--- Begin PROVIDED RECORDS ---

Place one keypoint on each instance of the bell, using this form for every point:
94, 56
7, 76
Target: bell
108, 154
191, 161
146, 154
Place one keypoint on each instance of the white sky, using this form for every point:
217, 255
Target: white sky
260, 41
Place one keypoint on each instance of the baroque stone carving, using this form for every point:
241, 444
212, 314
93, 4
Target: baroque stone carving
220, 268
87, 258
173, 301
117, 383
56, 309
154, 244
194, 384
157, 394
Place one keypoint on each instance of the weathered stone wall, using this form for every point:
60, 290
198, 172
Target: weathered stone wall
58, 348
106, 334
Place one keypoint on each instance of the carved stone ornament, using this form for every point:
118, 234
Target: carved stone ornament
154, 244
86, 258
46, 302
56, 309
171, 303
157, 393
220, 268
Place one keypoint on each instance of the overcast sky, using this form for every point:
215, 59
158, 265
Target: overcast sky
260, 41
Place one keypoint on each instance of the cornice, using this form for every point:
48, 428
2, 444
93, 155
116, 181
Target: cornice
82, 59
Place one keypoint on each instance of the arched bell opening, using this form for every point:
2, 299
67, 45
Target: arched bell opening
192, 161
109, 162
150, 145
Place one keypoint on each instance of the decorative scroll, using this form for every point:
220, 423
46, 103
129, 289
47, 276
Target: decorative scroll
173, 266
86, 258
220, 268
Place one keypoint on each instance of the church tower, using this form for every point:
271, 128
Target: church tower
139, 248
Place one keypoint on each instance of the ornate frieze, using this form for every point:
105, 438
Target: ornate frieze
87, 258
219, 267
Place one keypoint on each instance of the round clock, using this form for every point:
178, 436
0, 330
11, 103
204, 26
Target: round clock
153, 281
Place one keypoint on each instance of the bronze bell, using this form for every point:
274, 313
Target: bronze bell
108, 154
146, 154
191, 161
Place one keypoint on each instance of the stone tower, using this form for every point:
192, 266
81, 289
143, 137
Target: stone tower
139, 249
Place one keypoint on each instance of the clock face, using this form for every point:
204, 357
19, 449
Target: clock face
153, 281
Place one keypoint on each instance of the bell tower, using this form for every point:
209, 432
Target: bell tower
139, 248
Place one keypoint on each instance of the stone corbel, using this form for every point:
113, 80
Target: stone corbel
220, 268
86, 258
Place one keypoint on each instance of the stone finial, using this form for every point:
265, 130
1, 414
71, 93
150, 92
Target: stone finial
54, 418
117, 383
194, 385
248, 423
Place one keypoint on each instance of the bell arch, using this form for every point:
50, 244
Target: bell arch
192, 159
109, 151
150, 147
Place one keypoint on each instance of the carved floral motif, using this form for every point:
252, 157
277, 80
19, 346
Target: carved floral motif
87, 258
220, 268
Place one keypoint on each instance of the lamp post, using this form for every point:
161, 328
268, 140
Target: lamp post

--- End PROVIDED RECORDS ---

TO BE DONE => Copy every one of the lines above without changing any word, number, or punctuation mark.

OUTPUT OF THE EXERCISE =>
Place one keypoint on each instance of the bell, using this form for every point:
94, 56
7, 76
Target: bell
108, 154
191, 161
146, 154
Place one keypoint on each instance of the white sky, using this form for every point:
217, 255
Target: white sky
260, 41
Place one keypoint on each instance of the baroque stone carving, using this form for every point:
241, 444
212, 314
93, 4
Target: baroque stone carving
220, 268
87, 258
173, 301
117, 383
56, 309
154, 244
194, 384
157, 394
Place one keypoint on each instance of the weathered stone wall, using this form for every point:
60, 290
198, 172
Target: weathered stone wall
58, 348
106, 334
Place one keypoint on each instance of the carved stone ornament, using this form for every point:
118, 234
Target: carved stone ornament
154, 244
86, 258
46, 302
56, 309
171, 303
157, 393
220, 268
Place one keypoint on each instance of the overcast sky, using this form for every point:
215, 59
158, 265
Target: overcast sky
260, 41
Place one keypoint on each instance of the cornice, using this form for every point:
48, 428
2, 444
93, 155
116, 181
Target: cornice
82, 59
Place one keypoint on each instance of the arched bell opening, using this form for every point:
2, 299
67, 45
Target: arched bell opening
192, 161
109, 162
150, 145
Place one keypoint on each instance of the decorative scroll, using this form for every point:
220, 423
46, 103
129, 289
47, 276
Target: decorative scroll
173, 266
86, 258
220, 268
Place one keypoint on each instance of the church tower, using this form for every point:
271, 128
Target: church tower
139, 248
Place one keypoint on each instance of the ornate frieze, using this form for every point:
105, 438
Target: ornate frieze
87, 258
219, 267
Place one keypoint on each instance of the round clock, using this form for every point:
178, 436
0, 330
11, 103
204, 26
Target: round clock
153, 281
Place one keypoint on each instance of the bronze bell, using this form for every point:
274, 313
Target: bronze bell
108, 154
146, 154
191, 161
Place one keypoint on each instance of the stone tower, using this form for every point:
192, 266
81, 289
143, 137
Target: stone tower
139, 249
Place one keypoint on each instance of the clock face, using this form for every point:
204, 357
19, 449
Target: clock face
153, 281
Place one keypoint on each instance of the bell tower, using this form for every point:
209, 432
Target: bell tower
139, 248
Place one keypoint on each instance of the stone corbel, using this form for every point:
113, 80
Target: stone corbel
220, 268
86, 258
Place one keypoint on each instance of the stone finial, using this form for every point:
265, 130
1, 414
71, 93
150, 92
Target: stone finial
54, 418
117, 383
194, 385
248, 423
Place one keypoint on each instance of the bell arch, using this form for every point:
50, 244
Target: bell arch
192, 159
109, 151
150, 147
Place one keypoint on each instance of the carved floral motif, using this form for every point:
252, 157
277, 80
19, 346
Target: carved floral motif
87, 258
220, 268
Place one keypoint on each instance of the lamp post, using this form for every point:
161, 328
268, 140
Target: lamp post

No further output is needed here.